═════ Source document

It is an achievement of a team of researchers from Europe and Asia, although we are still a long way from fulfilling the dream.
The news has not gone unnoticed by the scientific community and has generated a lot of controversy, so it is worth explaining it in detail. And we go in order. Quantum entanglement occurs when two subatomic particles interact with each other despite being separate, a process Albert Einstein dubbed “spooky action at a distance.”
According to an article published by Juani Bermejo Vega, an expert in electromagnetism and physics at the University of Granada, “with two atoms in a special state entangled in a laboratory, we can send one to Malaga and the other to Granada, and use them to create a kind of “teleportation” or quantum “catapult”. This is possible thanks to the interlocking state, which creates an exotic spatial connection between Granada and Malaga. It’s a bit like teleportation in the movies because it allows you to send (quantum) information without using (quantum) wires.”
Using this quality of physics, a team of researchers has published a study in which they claim to have managed to quantum entangle unique microscopic animals: tardigrades. These animals are capable of withstanding temperatures of between 200º below zero and 150º, they resist the vacuum of space, extreme pressures and even the firing of bullets.
According to the study, the authors achieved this by placing three frozen tardigrades between two capacitor plates of a superconducting circuit to form a qubit, the quantum equivalent of a bit. This caused the tardigrades to change the frequency of the qubit.
They then placed this circuit near a second superconducting circuit and it was observed that the frequency of both qubits and tardigrades changed at the same time. The only problem is that for now the results have not yet been peer-reviewed and other scientists question them.
One of them is Douglas Natelson, director of the department of physics and astronomy at Rice University, who explains in an article that “it is not about quantum entanglement. No, a tardigrade did not get significantly entangled with a qubit. What the authors did here was put a tardigrade on top of the capacitive parts of one of the two coupled qubits. The tardigrade is mostly (frozen) water, and here it acts as a dielectric, changing the resonant frequency of the qubit it was sitting on.”

══════════
═════ Supplied material

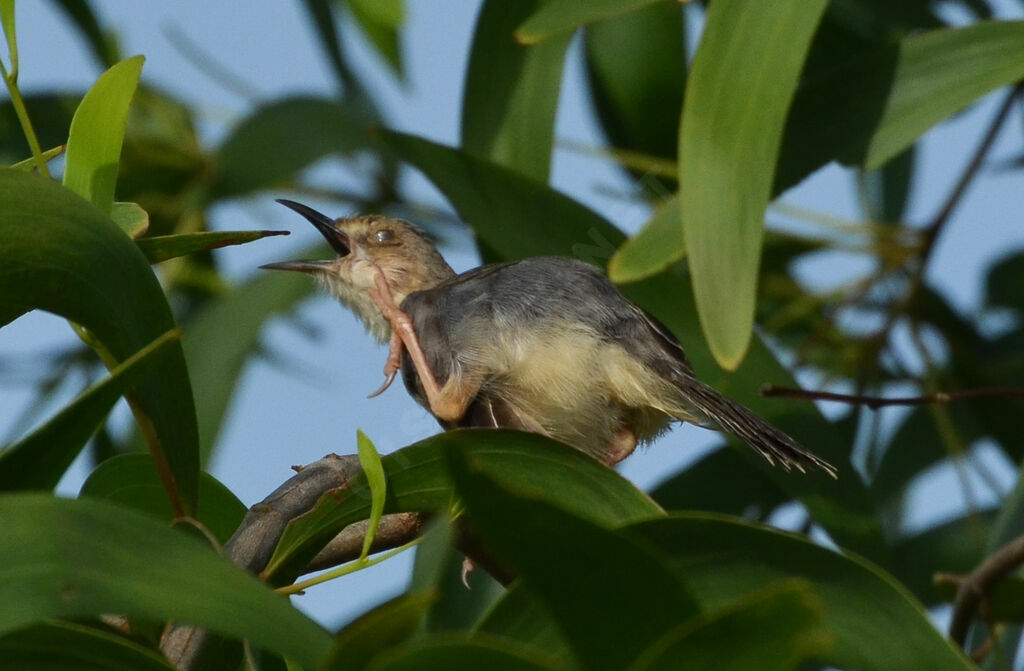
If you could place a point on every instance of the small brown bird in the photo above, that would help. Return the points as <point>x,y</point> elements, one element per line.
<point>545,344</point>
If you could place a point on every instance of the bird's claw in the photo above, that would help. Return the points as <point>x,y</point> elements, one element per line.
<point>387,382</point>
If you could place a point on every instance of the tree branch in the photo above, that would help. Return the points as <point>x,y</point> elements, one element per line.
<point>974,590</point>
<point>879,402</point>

══════════

- [Brief 1]: From the article on tardigrades and quantum entanglement, list every extreme condition that it says tardigrades can withstand.
- [Brief 2]: Continue the article on tardigrades and quantum entanglement from the point where its text ends.

- [Exercise answer 1]:
- Temperatures between 200º below zero and 150º
- The vacuum of space
- Extreme pressures
- The firing of bullets

- [Exercise answer 2]:
But the authors of the study, led by Rainer Dumke, from the Center for Quantum Technologies, do believe they have found something interesting, according to the study.
“Our current research is perhaps the closest realization combining biological matter and quantum matter. While one might expect similar physical results from an inanimate object with a tardigrade-like composition, we emphasize that an entanglement with the whole organism is observed that retains its biological functionality after the experiment.” In fact, only one of the three tardigrades that were part of the experiment managed to survive.
What does this have to do with time travel? Bermejo Vega already hinted at something by mentioning a kind of teleportation. But there is more. According to the professor of physics at the University of Queensland, Timothy Ralph, this peculiar quantum phenomenon applies not only through space, but through time, as explained in a study.
For Ralph’s team, entanglement transcends both physical space and human measurements of time. The results indicate that it is possible to travel from the present to the future without traveling through time between the two, something that is only possible for a particle. This requires that the detection of the future qubit must coincide with its creation in the past. To understand this, they give an example: “If the past detector was active at a quarter to 12:00, then the future detector must wait to be activated at exactly 12:15 to achieve entanglement.”